== RECORD EXCERPTS ==

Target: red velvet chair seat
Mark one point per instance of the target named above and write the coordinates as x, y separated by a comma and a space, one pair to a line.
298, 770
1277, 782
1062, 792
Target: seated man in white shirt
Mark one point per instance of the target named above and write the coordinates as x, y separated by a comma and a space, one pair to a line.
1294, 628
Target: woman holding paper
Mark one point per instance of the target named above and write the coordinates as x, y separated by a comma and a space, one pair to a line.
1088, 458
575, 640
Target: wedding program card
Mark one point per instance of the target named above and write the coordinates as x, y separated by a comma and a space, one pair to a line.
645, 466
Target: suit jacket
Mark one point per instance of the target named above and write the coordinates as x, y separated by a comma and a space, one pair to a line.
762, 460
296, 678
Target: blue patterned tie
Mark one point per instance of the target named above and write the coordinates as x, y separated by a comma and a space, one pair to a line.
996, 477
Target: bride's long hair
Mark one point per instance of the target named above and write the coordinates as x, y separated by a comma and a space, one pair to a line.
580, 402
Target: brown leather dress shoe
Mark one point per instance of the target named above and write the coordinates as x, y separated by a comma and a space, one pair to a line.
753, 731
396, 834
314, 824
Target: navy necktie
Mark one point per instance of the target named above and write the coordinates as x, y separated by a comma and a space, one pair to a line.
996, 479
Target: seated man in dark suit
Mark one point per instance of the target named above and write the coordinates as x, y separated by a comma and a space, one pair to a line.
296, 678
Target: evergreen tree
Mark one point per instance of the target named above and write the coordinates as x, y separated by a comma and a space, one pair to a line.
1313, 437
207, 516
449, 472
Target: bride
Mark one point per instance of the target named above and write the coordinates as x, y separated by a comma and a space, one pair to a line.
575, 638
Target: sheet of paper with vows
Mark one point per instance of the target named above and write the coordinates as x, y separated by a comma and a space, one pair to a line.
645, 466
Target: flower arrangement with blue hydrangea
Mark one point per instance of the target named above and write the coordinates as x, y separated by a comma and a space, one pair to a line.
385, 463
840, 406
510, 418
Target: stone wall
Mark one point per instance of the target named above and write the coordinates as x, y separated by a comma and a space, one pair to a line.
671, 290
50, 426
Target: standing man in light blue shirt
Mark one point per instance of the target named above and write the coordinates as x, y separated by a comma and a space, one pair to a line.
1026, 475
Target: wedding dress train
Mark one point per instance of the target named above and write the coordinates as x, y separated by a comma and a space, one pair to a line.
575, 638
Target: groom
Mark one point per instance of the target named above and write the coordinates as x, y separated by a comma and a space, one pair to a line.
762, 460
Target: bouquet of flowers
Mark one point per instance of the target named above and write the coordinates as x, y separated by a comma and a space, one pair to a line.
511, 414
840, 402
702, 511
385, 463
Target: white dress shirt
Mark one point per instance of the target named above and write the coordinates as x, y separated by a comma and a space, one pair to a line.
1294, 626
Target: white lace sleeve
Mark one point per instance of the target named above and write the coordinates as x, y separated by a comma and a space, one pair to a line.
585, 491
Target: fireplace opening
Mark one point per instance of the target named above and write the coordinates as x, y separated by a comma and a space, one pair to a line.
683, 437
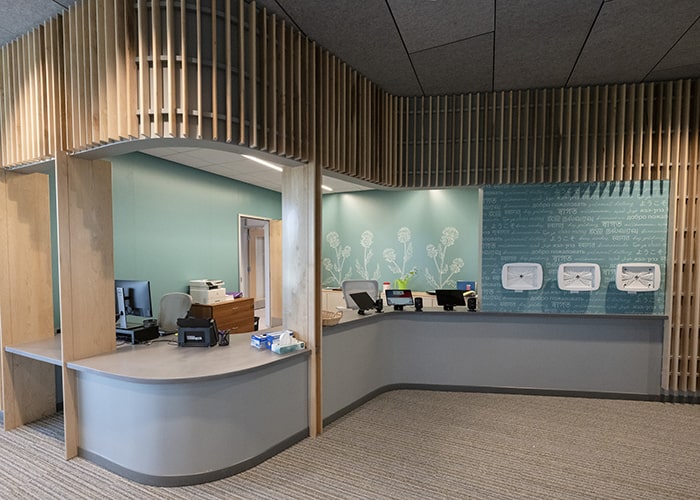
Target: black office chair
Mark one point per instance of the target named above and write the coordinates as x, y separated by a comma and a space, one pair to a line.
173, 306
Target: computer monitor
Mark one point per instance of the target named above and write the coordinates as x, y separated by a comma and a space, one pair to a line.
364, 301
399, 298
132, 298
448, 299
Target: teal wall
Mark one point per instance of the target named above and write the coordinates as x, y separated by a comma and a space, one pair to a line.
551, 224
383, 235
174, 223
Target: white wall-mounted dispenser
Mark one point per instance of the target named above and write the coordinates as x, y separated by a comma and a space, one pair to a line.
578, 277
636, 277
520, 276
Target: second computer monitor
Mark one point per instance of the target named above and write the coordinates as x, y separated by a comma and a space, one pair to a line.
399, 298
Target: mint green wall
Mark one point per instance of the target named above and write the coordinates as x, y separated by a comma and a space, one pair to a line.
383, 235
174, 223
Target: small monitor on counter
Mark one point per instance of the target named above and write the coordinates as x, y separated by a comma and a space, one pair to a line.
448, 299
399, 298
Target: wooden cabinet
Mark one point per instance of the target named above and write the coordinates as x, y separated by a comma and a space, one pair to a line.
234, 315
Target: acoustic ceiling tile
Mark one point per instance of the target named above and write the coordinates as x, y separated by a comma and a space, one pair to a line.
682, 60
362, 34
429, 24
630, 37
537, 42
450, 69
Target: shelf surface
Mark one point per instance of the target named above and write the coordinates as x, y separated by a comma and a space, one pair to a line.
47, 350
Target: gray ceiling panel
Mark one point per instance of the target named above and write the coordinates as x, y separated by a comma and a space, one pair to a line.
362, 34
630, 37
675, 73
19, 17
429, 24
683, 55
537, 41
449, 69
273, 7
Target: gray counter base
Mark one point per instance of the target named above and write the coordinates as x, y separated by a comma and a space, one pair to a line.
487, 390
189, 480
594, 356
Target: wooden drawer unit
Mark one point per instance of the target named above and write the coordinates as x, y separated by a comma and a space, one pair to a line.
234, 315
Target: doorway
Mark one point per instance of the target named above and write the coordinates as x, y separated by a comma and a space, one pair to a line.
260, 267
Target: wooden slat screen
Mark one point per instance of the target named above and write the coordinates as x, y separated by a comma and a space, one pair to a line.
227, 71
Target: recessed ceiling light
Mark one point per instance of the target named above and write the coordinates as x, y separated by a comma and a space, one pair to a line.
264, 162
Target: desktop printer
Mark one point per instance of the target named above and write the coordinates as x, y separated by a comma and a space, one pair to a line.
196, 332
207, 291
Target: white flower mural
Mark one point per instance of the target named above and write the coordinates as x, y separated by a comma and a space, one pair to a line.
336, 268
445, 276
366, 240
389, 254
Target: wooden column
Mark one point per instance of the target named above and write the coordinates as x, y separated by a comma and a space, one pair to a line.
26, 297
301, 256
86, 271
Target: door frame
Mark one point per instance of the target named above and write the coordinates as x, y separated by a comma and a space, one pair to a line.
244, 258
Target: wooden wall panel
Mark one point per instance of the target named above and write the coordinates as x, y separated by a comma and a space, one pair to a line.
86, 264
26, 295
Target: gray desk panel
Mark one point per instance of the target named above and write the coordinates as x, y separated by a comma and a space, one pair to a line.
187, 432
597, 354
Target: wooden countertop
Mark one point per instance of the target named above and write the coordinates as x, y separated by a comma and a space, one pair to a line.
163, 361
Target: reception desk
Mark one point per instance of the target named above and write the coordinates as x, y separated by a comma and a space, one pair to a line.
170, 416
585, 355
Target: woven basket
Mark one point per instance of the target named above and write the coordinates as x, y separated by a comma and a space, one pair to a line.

===

GOAL:
Each line from the one containing "Target: wooden wall panel" to the end of the listing above should be copied exactly, and nothing else.

EXPECTED ANSWER:
Target: wooden wall panel
Mark one point per instance of the target named above and write the coordinates as x, y separated by a comma and a space, one pair to a line.
86, 264
26, 295
Target: gray desk panel
Mark one point per instance of the target named above and write the coordinates as x, y separated by a comma and a space, one pair to a line.
187, 432
597, 354
Target: wooden countertop
Mark one point per instance of the target named above and write the coordinates as x, y separated by a comma and a space, one pair to a line.
163, 361
Target: reception desk
Mark one point per instance of the target named above and write the coordinates as x, y separated by a comma and a space, one pair to a line.
170, 416
585, 355
Target: woven basket
Mark one point per instance of the target named above and write the coordinates as x, y separated by a comma and a space, one pair to a line.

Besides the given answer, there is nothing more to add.